- _Set problem_
Swap every occurrence of "quality-assurance purposes" for "inspection purposes" in all the entries below, leaving every other word as it stands.

- _Annotated coordinate records_
┌──

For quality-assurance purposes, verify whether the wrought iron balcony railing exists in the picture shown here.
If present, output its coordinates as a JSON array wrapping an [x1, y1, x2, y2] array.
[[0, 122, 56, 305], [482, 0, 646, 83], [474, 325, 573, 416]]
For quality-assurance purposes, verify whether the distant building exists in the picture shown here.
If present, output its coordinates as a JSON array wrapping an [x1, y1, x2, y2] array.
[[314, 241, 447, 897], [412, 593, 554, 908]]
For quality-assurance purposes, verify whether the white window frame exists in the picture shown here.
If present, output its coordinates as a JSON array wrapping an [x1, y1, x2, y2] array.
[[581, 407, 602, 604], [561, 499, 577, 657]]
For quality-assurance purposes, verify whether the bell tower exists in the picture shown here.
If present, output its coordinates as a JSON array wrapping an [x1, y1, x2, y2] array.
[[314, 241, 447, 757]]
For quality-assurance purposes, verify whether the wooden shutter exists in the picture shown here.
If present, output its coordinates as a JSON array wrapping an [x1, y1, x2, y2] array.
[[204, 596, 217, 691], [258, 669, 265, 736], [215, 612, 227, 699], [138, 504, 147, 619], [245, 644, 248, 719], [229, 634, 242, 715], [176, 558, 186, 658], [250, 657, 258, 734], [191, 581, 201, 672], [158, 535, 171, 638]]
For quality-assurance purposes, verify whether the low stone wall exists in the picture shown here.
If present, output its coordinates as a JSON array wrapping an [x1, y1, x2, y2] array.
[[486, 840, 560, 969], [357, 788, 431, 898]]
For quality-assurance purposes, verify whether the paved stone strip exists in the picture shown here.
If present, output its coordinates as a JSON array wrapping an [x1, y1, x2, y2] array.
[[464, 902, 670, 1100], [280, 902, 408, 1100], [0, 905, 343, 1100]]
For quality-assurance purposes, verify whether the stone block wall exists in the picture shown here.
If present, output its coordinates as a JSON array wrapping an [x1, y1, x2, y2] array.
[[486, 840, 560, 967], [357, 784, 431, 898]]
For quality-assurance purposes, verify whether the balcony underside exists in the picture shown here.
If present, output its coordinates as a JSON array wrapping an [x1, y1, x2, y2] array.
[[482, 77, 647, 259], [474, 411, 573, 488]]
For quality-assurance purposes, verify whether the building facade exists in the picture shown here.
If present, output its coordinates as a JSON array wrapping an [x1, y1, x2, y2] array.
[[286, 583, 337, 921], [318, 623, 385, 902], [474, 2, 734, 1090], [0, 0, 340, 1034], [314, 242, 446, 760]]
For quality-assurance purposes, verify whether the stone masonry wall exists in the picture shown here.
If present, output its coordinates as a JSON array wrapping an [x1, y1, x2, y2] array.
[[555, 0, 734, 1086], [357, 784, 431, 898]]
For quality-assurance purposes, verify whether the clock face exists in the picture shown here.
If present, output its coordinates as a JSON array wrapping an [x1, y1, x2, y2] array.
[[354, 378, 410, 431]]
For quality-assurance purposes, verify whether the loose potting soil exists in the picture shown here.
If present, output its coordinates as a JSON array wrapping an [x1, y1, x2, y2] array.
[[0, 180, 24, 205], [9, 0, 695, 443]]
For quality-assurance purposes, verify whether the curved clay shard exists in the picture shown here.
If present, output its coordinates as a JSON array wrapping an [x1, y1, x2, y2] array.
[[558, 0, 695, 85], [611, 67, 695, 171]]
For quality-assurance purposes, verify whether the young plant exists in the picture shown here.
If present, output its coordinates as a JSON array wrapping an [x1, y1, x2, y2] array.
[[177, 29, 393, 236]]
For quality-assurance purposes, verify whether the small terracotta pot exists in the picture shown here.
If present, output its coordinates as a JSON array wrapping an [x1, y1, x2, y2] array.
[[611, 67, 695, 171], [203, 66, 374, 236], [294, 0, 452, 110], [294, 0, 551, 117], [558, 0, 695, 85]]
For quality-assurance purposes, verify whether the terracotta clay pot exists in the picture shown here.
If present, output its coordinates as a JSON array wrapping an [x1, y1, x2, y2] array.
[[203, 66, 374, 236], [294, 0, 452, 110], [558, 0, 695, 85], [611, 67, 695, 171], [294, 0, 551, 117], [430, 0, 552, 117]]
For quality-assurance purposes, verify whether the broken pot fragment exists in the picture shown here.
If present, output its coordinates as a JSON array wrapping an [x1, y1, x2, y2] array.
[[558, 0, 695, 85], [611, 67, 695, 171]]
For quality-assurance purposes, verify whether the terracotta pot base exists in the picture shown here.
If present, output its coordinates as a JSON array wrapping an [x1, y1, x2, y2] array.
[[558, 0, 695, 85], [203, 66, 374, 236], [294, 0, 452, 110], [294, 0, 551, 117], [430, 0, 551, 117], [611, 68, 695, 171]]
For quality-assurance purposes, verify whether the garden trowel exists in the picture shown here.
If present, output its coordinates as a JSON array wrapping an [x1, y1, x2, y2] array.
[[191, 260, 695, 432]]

└──

- _Worked solution_
For inspection purposes, verify whether the wrought iron balcony railing exists in the picture shown here.
If present, output its coordinates as a JSON array wrapping an [x1, y1, x2, y2] array.
[[0, 122, 56, 305], [482, 0, 646, 83], [474, 325, 573, 416]]
For inspection purposes, verify whether the distant building exists in the picture shown here.
If present, output its coordinates as a JSON array wrapping an [x1, y1, x2, y2] array.
[[314, 241, 447, 897], [412, 593, 554, 908]]
For inspection purposes, verify whether the white window frame exists in the picture shown here.
If present, output its coordinates as a JSON array wrapping an [x1, y1, x2, y2] array.
[[581, 407, 602, 604], [561, 499, 577, 657]]
For inspection purposes, verify whether the bell tower exists in the picture shown here.
If present, output its coordinates as a JSON array wrapping an [x1, y1, x2, y2] array.
[[314, 241, 447, 757]]
For inspection purposes, verify whether the wooden shutter exists in the picture shown here.
If present, output its coordinates as a JSON array wrapping an [x1, y1, x2, y2] array.
[[204, 596, 217, 691], [258, 669, 265, 736], [215, 612, 227, 699], [138, 504, 147, 619], [245, 644, 248, 719], [229, 634, 242, 715], [176, 558, 186, 658], [250, 657, 258, 734], [191, 581, 201, 672], [158, 535, 171, 638]]
For inspection purposes, verify whether the low stone wall exists in the picture shown here.
If present, output its coordinates as a JSON array wrapping an [x1, y1, x2, y2] array.
[[486, 840, 560, 969], [357, 788, 431, 898]]
For inspection purposes, verify whether the paved stone strip exists in the picture shown here.
If present, output its coordinates as a JSON array wrapping an [x1, y1, x2, y2] array.
[[464, 902, 670, 1100], [280, 902, 408, 1100], [0, 905, 343, 1100]]
For inspection purposes, verify whether the stone block wall exists in the picture shown here.
If present, output its coordinates as a JSON array wrapping an [x1, y1, x2, y2] array.
[[486, 840, 560, 967], [357, 784, 431, 898]]
For inspection purposes, verify whether the balcony underside exists in the picture shown here.
If present, output its coordinates as a JSON array wrapping an [x1, y1, x2, y2] array.
[[482, 77, 647, 259], [474, 411, 573, 488]]
For inspection purposes, verify whether the building facade exists in the picture shown here.
If present, output its coordinates as a JSON array wrapping an [x1, y1, x2, y2] array.
[[286, 583, 337, 921], [318, 623, 385, 902], [474, 2, 734, 1090], [0, 0, 340, 1034], [314, 242, 446, 760]]
For inspection purposes, verify whether the stone masonry wall exists in the picture shown here.
If present, output its coordinates as a JSON array wrapping an [x1, y1, x2, y2] array.
[[555, 0, 734, 1086], [357, 784, 431, 898]]
For inspection purposes, verify whether the clock face exists in the picture shown here.
If present, output its coordinates as a JSON array wrapping an [x1, y1, x2, y2] array.
[[354, 378, 410, 431]]
For inspection purposes, verify whether the loose potting soil exists in the picture shown here.
If present, output its coordinates as a JSON array wrapping an [x1, y1, x2, y2] array.
[[0, 180, 24, 205], [9, 0, 695, 443]]
For inspection purposes, verify whether the curved clay shard exists in the picture shown here.
If present, output its coordinates as a JSON array wrapping an [x1, y1, x2, y2] array.
[[558, 0, 695, 85], [611, 67, 695, 171]]
For inspection purposes, verify whether the young plant exists in the picture shown here.
If present, output its coordinates as a JSON array wrapping an [x1, y1, x2, y2] array.
[[177, 29, 393, 236]]
For inspection purposes, verify whether the small terracotta pot exists in the picture shown here.
If present, output its coordinates as a JSON array wrapping an [x1, y1, x2, y2] array.
[[611, 67, 695, 171], [203, 66, 374, 236], [294, 0, 452, 110], [294, 0, 551, 117], [558, 0, 695, 85]]
For inspection purposes, verify whether the terracotta clay pot exists in the picture shown here.
If present, output its coordinates as a JSON array wrapping an [x1, y1, x2, y2] array.
[[203, 66, 374, 236], [294, 0, 452, 110], [558, 0, 695, 85], [611, 67, 695, 171], [294, 0, 551, 117], [430, 0, 552, 117]]
For inspection purposes, verify whether the broken pot fragment exists in the picture shown here.
If present, output its coordinates as a JSON array wrapping an [x1, y1, x2, y2] array.
[[558, 0, 695, 85], [611, 67, 695, 171]]
For inspection purposes, verify whether the terracotta pot base exists in the picture shown here.
If present, output its coordinates as a JSON array wrapping an [x1, y1, x2, y2] array.
[[558, 0, 695, 85], [203, 66, 374, 236], [294, 0, 452, 110], [294, 0, 551, 117], [430, 0, 551, 117], [611, 68, 695, 171]]
For inspection purposes, verify whether the garden trowel exists in the picture shown here.
If present, output its coordinates as a JSON array wrapping an [x1, y1, x2, y2] array.
[[191, 260, 695, 432]]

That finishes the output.